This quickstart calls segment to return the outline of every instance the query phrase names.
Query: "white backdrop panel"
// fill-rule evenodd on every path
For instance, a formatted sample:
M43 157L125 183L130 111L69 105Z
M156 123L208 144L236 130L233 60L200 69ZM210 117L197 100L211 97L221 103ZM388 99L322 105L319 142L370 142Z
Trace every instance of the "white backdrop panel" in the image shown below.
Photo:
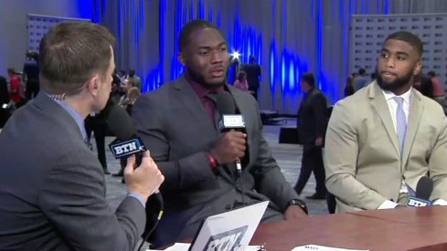
M408 30L420 37L424 44L422 72L434 70L440 80L447 85L447 14L414 15L353 15L349 70L360 68L372 73L383 41L399 30Z

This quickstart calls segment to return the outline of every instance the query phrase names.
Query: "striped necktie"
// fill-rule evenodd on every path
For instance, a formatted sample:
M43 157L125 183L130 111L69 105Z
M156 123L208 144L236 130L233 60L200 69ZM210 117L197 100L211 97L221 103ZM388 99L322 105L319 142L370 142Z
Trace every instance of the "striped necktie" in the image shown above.
M400 146L400 155L403 152L403 146L405 143L405 134L407 132L407 119L405 118L405 112L403 111L403 98L394 97L394 100L398 103L398 109L396 110L396 124L399 143Z

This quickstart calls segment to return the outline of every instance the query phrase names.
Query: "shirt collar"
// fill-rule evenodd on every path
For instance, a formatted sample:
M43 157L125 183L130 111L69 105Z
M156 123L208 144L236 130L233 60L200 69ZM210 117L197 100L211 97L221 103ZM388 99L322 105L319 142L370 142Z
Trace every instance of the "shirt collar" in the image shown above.
M44 93L48 97L50 97L48 93L47 92ZM73 118L76 124L80 128L80 134L82 135L82 139L85 140L87 138L87 132L85 131L85 126L84 126L84 118L82 118L82 116L80 116L80 114L79 114L78 111L74 110L74 109L71 108L66 102L55 99L51 99L54 100L56 103L58 103L60 107L62 107L67 112L69 112L69 114Z
M189 83L191 88L194 89L194 92L196 92L196 94L198 96L199 99L204 98L205 96L208 95L211 92L219 93L225 91L224 86L220 86L217 89L207 89L203 85L191 79L191 78L189 78L187 74L185 74L185 78Z
M399 95L399 97L401 97L403 98L404 99L404 102L406 103L410 103L410 96L411 94L411 89L413 88L410 88L410 89L405 92L404 94L402 95ZM382 89L382 92L383 92L383 95L385 96L385 99L387 99L387 101L389 101L389 99L392 99L394 97L397 97L398 95L394 94L392 91L390 90L385 90L385 89Z

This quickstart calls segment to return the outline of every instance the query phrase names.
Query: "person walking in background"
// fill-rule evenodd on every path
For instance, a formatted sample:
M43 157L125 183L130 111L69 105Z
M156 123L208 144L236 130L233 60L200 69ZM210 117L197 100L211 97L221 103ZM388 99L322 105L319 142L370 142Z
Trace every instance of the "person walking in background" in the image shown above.
M22 99L20 97L20 78L13 68L7 69L7 74L9 76L9 100L14 102L15 107L17 107Z
M23 78L27 82L25 87L26 101L29 101L37 96L40 89L38 80L38 53L27 51L27 61L23 67Z
M250 56L249 64L242 65L242 70L247 73L249 90L258 100L258 90L260 89L261 66L256 63L254 55Z
M247 82L247 73L245 71L239 71L233 86L240 90L249 91L249 83Z
M129 69L129 76L126 78L130 78L133 86L139 89L140 91L142 91L142 88L143 88L142 79L140 78L140 77L135 75L135 69L133 68Z
M356 92L354 89L354 77L349 76L346 78L346 86L345 87L345 97L351 96Z
M303 74L300 83L301 89L305 92L297 116L298 135L300 142L303 144L303 159L300 176L294 189L298 194L301 194L314 172L316 191L315 193L306 196L306 198L324 200L326 198L325 165L323 163L323 146L327 126L326 98L315 87L314 74L310 72Z

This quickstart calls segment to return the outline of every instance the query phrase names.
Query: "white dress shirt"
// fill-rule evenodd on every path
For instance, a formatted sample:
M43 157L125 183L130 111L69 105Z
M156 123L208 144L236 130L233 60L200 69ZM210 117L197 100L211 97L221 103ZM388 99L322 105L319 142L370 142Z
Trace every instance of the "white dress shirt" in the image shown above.
M399 96L399 97L403 98L403 100L404 100L403 101L403 112L405 113L405 120L407 120L407 124L409 122L410 96L411 94L411 89L412 89L412 88L410 88L404 94ZM397 133L398 132L398 125L397 125L398 123L396 121L396 112L398 110L398 102L394 99L394 97L396 97L397 95L394 94L393 92L389 91L389 90L383 90L382 89L382 92L383 92L383 95L385 96L385 99L387 100L388 107L389 109L389 113L391 115L391 120L393 121L394 130L396 131L396 133ZM402 181L402 186L400 187L399 193L408 193L407 184L405 183L404 181ZM436 200L433 203L433 204L447 205L447 202L442 200L442 199L439 199L439 200ZM383 202L378 206L378 209L389 209L389 208L395 208L396 206L398 206L397 203L394 203L394 202L389 201L389 200L386 200L385 202Z

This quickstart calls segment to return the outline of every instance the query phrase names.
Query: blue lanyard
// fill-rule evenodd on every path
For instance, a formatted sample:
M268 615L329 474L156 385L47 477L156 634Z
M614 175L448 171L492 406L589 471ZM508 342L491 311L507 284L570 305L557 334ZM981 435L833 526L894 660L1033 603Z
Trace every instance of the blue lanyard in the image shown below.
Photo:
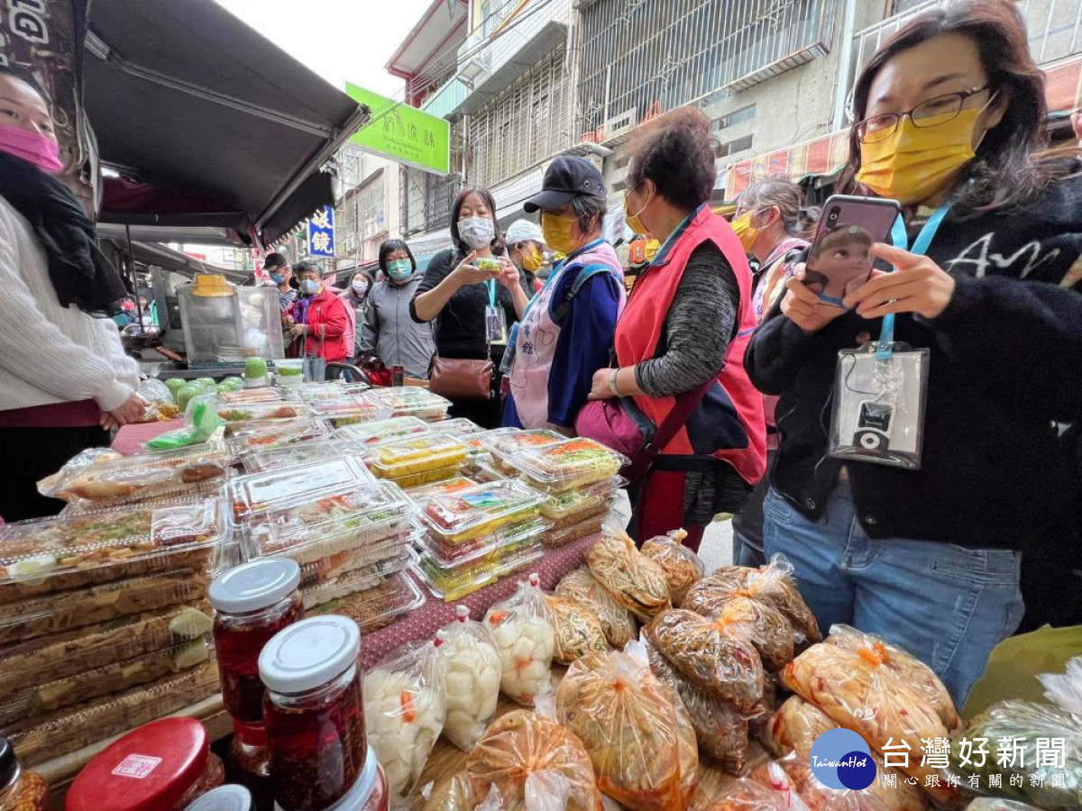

============

Report every line of the rows above that contains the word "necktie". Matches must have the same case.

§ **Completed exercise**:
Query: "striped necktie"
Trace every instance of the "striped necktie" in the image shown above.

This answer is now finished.